* START Records provided *
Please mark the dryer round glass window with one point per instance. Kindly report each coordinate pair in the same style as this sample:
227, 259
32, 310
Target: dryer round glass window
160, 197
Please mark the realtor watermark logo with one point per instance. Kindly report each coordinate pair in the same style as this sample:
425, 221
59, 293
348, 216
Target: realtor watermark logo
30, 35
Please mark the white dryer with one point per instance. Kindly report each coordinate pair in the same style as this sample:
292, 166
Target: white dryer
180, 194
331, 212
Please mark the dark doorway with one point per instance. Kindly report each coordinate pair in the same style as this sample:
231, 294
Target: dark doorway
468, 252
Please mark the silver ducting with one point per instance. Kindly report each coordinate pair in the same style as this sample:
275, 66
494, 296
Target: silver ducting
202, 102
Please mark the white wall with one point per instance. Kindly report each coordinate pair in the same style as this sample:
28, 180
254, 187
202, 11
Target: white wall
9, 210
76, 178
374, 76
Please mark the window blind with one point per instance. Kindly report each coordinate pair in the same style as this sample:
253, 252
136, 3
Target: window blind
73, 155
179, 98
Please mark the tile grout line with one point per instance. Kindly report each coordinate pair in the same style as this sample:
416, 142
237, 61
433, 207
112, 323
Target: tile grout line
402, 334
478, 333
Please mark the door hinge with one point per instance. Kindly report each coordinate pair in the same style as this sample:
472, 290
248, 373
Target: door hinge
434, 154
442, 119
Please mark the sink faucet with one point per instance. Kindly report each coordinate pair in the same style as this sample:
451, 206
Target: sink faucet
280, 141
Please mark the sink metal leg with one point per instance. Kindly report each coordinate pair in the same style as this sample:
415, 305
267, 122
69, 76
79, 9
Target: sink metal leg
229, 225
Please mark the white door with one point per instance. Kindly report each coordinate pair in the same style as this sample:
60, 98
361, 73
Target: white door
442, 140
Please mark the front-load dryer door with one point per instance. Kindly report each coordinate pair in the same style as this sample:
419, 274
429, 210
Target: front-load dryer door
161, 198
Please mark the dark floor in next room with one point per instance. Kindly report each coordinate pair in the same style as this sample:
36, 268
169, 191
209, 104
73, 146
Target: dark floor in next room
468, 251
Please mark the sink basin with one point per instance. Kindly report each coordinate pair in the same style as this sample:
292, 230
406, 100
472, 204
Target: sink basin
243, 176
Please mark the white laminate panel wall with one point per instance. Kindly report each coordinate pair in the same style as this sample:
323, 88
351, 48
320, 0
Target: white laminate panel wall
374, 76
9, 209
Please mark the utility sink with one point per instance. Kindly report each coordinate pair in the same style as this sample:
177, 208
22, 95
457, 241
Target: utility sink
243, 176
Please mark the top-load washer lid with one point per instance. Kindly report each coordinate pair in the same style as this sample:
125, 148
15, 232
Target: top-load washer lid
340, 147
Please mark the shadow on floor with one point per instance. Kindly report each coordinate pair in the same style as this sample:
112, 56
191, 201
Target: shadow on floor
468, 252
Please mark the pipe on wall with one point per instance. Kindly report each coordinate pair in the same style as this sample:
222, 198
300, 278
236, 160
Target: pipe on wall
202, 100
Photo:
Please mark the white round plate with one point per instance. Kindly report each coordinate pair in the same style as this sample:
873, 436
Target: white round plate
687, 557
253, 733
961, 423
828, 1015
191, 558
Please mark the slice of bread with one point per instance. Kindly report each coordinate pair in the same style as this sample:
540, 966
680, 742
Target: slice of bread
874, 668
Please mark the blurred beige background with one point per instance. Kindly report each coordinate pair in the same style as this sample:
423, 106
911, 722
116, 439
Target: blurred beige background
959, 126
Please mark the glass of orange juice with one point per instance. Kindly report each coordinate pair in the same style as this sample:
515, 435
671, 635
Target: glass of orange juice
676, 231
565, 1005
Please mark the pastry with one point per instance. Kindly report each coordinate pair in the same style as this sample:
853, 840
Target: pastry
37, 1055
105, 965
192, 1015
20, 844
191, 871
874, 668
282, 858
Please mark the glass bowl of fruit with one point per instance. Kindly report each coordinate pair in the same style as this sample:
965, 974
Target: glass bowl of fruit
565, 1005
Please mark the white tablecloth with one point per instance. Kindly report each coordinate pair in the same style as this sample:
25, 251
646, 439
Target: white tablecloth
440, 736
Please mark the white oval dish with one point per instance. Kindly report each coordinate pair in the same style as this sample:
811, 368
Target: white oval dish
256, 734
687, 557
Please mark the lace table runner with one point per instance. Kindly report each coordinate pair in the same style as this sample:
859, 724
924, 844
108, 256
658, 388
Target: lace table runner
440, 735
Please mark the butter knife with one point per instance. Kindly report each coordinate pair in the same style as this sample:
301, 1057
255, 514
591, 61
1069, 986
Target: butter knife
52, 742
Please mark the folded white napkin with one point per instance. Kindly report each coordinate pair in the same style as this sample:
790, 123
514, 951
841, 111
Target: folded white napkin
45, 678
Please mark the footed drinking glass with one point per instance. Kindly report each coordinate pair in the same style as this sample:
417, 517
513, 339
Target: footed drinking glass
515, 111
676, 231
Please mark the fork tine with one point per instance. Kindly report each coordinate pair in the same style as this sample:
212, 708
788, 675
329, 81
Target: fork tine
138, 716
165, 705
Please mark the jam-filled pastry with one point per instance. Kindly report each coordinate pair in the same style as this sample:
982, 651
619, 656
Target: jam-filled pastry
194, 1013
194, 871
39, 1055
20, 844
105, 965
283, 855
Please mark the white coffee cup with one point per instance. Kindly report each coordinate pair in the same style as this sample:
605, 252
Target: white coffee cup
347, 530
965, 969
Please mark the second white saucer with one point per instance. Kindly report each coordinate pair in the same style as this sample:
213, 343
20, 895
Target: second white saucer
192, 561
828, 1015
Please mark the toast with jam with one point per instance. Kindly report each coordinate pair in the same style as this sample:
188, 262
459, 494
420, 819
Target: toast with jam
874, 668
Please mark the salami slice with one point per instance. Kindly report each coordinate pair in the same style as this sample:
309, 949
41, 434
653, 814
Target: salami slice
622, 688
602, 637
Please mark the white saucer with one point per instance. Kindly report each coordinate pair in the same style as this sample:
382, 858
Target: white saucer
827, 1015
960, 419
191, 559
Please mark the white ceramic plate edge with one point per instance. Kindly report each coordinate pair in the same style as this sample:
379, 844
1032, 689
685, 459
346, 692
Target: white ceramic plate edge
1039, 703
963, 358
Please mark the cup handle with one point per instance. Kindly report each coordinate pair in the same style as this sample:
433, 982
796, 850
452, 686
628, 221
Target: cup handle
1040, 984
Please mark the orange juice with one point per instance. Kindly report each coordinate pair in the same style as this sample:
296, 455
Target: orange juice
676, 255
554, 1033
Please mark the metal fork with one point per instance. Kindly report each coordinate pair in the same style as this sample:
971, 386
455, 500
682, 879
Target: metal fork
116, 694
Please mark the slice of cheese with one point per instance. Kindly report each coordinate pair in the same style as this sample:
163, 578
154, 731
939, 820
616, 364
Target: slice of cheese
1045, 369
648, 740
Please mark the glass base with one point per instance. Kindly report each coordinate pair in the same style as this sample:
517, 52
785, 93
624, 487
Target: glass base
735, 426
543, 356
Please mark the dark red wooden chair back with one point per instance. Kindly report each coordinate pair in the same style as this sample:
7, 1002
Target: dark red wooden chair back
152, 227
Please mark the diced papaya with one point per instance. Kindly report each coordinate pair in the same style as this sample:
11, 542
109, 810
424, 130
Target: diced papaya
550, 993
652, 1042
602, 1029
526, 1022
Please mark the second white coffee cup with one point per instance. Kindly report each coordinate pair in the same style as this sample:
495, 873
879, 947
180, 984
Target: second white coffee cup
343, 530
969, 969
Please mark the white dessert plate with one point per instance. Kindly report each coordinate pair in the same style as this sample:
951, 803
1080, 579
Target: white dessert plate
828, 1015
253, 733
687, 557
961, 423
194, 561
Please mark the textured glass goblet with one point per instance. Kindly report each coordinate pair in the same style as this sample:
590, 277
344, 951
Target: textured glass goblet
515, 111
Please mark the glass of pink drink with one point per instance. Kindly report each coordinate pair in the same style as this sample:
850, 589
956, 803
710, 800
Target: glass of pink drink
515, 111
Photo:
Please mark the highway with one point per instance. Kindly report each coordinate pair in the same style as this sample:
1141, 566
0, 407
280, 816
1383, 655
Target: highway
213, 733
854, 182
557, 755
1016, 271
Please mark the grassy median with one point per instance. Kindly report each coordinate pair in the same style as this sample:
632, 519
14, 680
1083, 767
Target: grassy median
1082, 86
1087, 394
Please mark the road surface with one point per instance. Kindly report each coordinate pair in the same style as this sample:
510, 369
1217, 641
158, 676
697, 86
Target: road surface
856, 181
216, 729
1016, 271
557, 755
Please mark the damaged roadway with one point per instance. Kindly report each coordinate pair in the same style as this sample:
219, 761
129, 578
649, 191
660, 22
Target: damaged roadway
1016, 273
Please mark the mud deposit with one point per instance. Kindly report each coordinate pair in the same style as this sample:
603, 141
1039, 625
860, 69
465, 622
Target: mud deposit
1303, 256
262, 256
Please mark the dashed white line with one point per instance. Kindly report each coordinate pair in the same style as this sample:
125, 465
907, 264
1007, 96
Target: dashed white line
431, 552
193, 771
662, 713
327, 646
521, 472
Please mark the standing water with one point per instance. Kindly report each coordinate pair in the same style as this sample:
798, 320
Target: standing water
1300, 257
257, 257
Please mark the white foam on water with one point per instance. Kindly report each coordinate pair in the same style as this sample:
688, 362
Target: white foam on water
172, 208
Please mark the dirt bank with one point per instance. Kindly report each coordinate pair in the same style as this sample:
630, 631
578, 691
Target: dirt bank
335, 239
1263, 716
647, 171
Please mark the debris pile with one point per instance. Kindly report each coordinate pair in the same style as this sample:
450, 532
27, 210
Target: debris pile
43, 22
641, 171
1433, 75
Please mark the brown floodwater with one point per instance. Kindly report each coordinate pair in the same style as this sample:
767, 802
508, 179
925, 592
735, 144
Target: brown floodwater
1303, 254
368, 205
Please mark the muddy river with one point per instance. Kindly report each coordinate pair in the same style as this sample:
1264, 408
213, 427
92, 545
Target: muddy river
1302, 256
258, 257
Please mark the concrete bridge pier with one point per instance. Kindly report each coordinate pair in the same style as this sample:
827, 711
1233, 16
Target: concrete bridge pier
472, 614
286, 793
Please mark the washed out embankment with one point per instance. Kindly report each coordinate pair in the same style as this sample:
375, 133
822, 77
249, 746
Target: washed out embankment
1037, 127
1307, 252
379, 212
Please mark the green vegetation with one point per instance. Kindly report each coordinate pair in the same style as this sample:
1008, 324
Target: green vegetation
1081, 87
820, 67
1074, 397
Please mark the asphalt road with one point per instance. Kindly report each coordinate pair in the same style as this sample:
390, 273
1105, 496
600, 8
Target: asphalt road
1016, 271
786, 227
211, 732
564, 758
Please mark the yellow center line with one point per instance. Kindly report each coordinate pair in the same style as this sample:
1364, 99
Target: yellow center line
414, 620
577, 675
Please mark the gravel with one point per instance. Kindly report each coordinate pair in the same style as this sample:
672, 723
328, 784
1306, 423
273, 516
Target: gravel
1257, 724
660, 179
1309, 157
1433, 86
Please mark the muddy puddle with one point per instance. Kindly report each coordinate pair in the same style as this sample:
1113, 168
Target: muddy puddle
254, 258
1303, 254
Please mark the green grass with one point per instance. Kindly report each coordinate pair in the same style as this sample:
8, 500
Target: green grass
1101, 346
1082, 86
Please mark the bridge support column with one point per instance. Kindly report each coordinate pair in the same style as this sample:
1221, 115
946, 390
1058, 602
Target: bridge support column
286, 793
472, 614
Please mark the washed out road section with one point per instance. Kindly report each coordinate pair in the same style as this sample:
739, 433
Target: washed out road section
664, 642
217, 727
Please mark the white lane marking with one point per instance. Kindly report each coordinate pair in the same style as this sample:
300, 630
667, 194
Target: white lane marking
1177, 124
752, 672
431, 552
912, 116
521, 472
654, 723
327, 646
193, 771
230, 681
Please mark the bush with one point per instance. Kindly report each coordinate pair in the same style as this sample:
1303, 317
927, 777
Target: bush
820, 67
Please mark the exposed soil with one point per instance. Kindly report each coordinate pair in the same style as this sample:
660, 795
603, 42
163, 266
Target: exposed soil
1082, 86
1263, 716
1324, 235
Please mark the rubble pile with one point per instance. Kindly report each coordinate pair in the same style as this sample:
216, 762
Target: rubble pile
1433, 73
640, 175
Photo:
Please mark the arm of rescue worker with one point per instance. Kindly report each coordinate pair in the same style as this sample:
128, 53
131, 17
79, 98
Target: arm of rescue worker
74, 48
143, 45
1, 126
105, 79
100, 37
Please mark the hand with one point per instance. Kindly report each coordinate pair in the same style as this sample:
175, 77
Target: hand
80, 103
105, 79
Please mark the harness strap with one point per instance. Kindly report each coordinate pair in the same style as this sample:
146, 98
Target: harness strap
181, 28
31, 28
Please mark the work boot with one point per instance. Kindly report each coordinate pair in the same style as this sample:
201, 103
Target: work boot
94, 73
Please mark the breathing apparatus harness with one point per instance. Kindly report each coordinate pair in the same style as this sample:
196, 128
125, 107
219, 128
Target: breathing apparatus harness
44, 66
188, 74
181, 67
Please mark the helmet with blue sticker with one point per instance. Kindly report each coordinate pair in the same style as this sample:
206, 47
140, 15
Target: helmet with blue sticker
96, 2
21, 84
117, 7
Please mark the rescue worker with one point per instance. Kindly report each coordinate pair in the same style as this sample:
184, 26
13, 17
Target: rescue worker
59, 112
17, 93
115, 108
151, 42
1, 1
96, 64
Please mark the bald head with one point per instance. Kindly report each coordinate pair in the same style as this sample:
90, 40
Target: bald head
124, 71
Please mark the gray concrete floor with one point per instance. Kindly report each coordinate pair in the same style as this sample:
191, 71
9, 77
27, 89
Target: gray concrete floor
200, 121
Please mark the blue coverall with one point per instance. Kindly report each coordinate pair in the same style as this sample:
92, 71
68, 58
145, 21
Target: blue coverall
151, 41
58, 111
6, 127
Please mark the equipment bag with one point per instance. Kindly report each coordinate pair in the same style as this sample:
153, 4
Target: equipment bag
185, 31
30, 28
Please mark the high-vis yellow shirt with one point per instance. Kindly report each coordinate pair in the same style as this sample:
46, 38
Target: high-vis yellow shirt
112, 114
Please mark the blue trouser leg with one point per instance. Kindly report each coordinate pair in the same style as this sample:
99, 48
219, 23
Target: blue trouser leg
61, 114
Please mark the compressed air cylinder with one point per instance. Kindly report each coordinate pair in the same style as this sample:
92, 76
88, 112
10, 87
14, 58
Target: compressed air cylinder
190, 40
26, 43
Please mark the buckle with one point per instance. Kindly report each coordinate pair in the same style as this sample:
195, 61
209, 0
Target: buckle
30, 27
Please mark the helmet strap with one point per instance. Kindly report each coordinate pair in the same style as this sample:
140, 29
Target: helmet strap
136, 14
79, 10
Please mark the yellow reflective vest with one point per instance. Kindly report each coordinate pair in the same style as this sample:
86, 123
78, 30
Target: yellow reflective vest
* END Records provided *
The problem – Reproduce every line of the records, from the line containing "Please mark the buckle" through the end of the records, both ends included, scaling each coordinate in the answers by 0.5 and rounding to the nearest whole number, with halves rounded up. Leave the lines requesting a mark and their sample coordinates unchanged.

Task solution –
Please mark the buckle with one point per instance. Kindly report each coordinate pair in the same style as this sample:
195, 61
209, 0
Target: buckle
15, 14
Please mark the helmet strap with one point per instance. Kindly report each coordinate pair in the same style as this sample:
140, 29
Target: helmet strap
68, 7
40, 5
Please mark the yellow reflective vest with one point per instance. Kindly report each coordinate pair in the same style as this sample:
86, 123
78, 30
Target: yellow reflective vest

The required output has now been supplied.